◆ Material
==*==

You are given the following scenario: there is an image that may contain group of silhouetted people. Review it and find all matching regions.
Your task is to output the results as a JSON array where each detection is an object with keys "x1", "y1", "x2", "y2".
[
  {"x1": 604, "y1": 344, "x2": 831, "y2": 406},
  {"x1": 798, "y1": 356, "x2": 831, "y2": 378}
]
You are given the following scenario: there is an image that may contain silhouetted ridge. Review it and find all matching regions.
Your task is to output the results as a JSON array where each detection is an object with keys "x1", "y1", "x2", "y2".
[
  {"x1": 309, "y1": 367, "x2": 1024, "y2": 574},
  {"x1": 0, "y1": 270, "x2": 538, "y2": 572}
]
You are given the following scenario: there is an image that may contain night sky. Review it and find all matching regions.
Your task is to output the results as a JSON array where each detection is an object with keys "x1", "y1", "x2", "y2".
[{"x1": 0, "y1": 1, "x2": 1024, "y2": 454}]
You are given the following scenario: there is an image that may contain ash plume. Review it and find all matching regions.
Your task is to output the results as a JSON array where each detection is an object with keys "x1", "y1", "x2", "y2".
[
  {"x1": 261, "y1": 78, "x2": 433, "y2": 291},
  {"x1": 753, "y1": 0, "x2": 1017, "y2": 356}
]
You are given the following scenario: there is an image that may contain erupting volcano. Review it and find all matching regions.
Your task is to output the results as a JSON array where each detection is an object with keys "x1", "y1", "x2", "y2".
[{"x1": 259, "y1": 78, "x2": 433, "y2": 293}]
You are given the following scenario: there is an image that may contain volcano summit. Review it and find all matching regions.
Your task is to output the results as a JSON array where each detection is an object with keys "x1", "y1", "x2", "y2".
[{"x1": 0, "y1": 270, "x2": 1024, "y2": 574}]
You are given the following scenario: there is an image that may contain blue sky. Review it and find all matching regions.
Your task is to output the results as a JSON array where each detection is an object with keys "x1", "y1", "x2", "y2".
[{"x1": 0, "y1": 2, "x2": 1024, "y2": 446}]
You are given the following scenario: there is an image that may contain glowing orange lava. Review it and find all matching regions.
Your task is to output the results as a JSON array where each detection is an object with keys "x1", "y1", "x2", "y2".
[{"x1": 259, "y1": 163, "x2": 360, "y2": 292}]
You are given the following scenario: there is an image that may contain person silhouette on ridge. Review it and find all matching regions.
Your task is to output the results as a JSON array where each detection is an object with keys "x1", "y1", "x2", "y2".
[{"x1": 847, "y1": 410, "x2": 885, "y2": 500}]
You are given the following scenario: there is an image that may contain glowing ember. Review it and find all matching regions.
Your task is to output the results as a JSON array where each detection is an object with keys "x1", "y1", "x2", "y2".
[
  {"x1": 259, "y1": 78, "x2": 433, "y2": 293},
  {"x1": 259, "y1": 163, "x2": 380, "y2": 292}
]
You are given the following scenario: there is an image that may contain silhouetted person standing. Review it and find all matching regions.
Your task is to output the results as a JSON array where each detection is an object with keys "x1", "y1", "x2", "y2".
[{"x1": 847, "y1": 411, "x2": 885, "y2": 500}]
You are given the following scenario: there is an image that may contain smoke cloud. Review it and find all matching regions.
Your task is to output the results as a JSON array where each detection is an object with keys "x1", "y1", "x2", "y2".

==*==

◆ Do this
Collect every line in the rows above that contains the string "glowing", matching case exactly, and list those lines.

◆ Completed exercise
You are given the following scenario: there is an image that may contain glowing orange lava. Review it and find all matching regions.
You are given the following scenario: there is an image that may contain glowing ember. Review it and find all matching regions.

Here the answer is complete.